Data records

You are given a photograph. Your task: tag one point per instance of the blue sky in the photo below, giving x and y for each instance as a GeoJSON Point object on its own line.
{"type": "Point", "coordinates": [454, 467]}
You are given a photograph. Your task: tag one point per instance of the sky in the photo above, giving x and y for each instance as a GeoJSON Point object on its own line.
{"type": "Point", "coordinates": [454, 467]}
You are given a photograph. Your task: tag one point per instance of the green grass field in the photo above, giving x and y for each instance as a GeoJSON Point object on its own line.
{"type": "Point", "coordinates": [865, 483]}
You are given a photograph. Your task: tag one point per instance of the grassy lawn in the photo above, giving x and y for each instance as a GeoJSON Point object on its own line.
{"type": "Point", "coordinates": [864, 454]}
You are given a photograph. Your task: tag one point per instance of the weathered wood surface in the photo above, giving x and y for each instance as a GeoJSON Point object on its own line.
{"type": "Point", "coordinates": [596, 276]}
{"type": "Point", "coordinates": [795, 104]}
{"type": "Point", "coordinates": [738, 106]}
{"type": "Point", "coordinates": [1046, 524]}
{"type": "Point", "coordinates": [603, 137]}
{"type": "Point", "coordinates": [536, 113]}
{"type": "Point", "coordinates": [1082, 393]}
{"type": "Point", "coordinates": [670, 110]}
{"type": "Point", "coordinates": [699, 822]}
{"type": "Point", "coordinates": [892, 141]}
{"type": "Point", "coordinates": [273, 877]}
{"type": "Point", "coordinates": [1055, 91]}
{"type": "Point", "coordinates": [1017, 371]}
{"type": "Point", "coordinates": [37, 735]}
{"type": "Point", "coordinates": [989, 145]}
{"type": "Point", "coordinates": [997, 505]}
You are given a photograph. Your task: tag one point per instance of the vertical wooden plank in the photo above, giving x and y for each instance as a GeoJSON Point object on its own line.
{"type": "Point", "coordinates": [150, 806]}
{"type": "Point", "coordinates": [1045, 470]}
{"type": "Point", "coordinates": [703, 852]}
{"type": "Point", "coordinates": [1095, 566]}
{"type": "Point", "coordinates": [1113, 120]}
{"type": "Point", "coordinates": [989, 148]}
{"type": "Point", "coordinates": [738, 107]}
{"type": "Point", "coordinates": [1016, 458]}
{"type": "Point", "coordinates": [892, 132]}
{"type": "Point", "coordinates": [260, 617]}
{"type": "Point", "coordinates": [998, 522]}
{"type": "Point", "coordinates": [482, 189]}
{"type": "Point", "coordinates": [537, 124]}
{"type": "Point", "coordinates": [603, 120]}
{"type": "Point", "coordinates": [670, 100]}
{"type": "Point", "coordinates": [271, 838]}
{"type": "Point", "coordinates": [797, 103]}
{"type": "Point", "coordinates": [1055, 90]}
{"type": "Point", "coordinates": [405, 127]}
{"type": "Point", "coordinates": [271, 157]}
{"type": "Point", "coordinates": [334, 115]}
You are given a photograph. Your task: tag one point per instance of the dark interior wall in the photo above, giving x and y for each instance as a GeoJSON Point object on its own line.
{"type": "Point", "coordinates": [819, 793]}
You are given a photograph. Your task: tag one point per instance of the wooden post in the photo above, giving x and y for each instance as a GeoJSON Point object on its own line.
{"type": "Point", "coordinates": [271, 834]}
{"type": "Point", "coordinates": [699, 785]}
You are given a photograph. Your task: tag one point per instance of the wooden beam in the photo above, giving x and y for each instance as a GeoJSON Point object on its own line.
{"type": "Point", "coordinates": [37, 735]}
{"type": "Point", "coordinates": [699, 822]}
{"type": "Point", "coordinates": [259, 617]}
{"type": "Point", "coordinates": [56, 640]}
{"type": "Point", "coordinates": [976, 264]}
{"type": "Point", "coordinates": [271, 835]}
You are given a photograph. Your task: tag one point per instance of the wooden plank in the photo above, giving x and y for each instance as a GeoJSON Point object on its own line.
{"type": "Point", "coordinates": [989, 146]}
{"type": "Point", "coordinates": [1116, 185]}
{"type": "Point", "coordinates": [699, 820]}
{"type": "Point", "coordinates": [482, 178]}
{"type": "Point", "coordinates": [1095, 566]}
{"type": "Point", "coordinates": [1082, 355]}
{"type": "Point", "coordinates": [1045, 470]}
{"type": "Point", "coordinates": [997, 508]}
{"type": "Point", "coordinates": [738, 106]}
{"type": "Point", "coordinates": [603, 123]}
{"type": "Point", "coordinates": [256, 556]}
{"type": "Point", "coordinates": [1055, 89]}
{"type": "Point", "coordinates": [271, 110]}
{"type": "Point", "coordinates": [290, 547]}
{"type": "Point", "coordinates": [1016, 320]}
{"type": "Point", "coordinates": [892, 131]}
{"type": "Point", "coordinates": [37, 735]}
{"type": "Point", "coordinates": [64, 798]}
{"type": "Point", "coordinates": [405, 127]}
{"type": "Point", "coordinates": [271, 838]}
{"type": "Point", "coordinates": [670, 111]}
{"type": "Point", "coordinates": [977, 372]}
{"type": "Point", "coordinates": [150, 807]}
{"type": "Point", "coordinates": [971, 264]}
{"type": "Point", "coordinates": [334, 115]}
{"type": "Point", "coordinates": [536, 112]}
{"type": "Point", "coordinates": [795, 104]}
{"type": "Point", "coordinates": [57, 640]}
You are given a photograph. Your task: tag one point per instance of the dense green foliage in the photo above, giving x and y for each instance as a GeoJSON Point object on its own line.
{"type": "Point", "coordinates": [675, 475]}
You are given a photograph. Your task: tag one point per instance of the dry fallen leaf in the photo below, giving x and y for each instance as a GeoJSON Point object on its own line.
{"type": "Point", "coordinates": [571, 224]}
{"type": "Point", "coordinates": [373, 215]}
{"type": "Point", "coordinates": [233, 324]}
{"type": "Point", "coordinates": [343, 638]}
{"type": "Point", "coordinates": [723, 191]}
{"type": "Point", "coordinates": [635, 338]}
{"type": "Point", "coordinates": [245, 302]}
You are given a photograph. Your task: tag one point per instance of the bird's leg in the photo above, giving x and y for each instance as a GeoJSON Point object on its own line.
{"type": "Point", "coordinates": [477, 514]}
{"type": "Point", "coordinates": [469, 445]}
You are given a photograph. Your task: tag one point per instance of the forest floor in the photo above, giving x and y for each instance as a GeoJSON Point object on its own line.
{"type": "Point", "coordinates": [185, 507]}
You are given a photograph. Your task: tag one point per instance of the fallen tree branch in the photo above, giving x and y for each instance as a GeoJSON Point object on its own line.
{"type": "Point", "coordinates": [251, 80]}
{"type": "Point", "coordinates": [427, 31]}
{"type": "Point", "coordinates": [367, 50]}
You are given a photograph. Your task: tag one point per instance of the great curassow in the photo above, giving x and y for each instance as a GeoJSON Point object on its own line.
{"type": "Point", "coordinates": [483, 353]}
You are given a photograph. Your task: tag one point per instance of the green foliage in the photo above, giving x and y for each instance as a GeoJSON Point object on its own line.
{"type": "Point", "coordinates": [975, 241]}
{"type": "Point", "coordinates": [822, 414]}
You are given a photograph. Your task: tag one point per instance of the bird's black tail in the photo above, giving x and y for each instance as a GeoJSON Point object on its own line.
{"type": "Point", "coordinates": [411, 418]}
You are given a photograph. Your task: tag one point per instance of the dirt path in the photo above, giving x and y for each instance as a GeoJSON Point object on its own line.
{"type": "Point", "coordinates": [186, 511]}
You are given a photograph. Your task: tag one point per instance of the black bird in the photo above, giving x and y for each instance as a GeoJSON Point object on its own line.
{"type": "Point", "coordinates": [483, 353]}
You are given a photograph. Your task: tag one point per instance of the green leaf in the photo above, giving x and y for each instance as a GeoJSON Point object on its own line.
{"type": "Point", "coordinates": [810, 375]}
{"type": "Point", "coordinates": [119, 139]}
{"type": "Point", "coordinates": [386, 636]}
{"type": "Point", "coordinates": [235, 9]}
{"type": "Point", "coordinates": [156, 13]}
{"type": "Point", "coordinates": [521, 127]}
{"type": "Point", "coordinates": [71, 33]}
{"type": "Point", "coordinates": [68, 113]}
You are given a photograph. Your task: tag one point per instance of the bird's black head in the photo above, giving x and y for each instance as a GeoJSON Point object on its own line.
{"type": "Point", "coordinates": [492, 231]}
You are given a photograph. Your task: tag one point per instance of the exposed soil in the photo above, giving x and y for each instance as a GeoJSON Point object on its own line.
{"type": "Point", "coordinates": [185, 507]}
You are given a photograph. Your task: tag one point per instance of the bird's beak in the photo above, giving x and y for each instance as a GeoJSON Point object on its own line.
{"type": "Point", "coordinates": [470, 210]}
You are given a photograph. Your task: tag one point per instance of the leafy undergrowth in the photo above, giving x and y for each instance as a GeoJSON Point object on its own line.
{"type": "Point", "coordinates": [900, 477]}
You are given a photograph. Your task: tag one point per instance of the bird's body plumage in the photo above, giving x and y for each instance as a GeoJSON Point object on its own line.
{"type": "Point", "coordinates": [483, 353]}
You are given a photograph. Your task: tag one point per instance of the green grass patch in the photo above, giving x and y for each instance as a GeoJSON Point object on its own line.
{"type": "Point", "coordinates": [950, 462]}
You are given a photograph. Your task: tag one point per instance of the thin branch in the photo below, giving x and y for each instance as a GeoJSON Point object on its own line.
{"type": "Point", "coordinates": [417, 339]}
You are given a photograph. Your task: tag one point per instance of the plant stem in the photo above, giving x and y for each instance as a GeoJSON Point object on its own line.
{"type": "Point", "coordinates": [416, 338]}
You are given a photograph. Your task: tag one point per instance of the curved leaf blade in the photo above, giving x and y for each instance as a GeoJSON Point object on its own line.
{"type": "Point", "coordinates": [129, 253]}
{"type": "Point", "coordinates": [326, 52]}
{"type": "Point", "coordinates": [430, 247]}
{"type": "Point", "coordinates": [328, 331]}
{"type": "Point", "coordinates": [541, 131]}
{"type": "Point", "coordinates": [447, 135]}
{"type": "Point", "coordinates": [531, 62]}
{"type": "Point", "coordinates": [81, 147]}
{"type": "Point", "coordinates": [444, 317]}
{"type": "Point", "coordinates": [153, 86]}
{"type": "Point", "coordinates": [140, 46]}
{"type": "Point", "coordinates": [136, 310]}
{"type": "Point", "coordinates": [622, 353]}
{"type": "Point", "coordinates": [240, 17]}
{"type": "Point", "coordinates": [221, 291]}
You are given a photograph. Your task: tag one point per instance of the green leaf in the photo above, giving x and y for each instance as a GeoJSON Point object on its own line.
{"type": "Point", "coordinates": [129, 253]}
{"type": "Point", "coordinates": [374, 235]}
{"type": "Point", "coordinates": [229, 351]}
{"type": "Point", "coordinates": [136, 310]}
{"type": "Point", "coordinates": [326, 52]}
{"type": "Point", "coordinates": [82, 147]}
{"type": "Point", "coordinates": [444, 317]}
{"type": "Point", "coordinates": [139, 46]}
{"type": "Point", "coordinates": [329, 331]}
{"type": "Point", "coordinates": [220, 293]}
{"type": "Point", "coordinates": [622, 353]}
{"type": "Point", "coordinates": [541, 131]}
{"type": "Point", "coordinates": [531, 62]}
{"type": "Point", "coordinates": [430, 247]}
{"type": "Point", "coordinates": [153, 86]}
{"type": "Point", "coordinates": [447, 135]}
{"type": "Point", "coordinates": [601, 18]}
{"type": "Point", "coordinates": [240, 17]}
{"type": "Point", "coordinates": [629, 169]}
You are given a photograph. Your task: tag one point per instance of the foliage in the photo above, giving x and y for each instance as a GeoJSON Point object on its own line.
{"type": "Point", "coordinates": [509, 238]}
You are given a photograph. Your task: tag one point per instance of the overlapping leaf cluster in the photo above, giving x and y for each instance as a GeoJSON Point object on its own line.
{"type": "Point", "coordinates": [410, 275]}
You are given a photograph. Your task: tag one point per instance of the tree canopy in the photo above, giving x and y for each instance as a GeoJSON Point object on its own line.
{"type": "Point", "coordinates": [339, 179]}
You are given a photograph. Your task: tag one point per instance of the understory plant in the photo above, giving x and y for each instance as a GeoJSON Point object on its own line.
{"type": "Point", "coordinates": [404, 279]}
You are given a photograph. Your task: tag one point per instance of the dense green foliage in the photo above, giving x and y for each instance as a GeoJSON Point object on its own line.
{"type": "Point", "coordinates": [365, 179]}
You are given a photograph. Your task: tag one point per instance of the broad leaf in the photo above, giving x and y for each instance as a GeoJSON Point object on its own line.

**Set problem**
Take the line with "of the tree" and all lines after it through the end of the records, and write them out exactly; include nothing else.

**Reply**
You are given a photograph. Your task: tag one point per instance of the tree canopy in the photo above, giving x and y for each instance as a GeoJSON Point object on its own line.
{"type": "Point", "coordinates": [339, 179]}
You are given a photograph. Your task: tag one point per instance of the understory plant in the photo above, giving x and y for each instance as a GeoJSON Point object on its own line.
{"type": "Point", "coordinates": [404, 279]}
You are given a photograph. Your task: tag one point per instance of the dense green foliage in the photo above, giving x and y for each instance as a GeoJSON Point object on its own line.
{"type": "Point", "coordinates": [365, 179]}
You are given a photograph. Your task: tag one point per instance of the broad leaf in the photo above, giving x and y for each instance as a GeoJSON Point object on its own line.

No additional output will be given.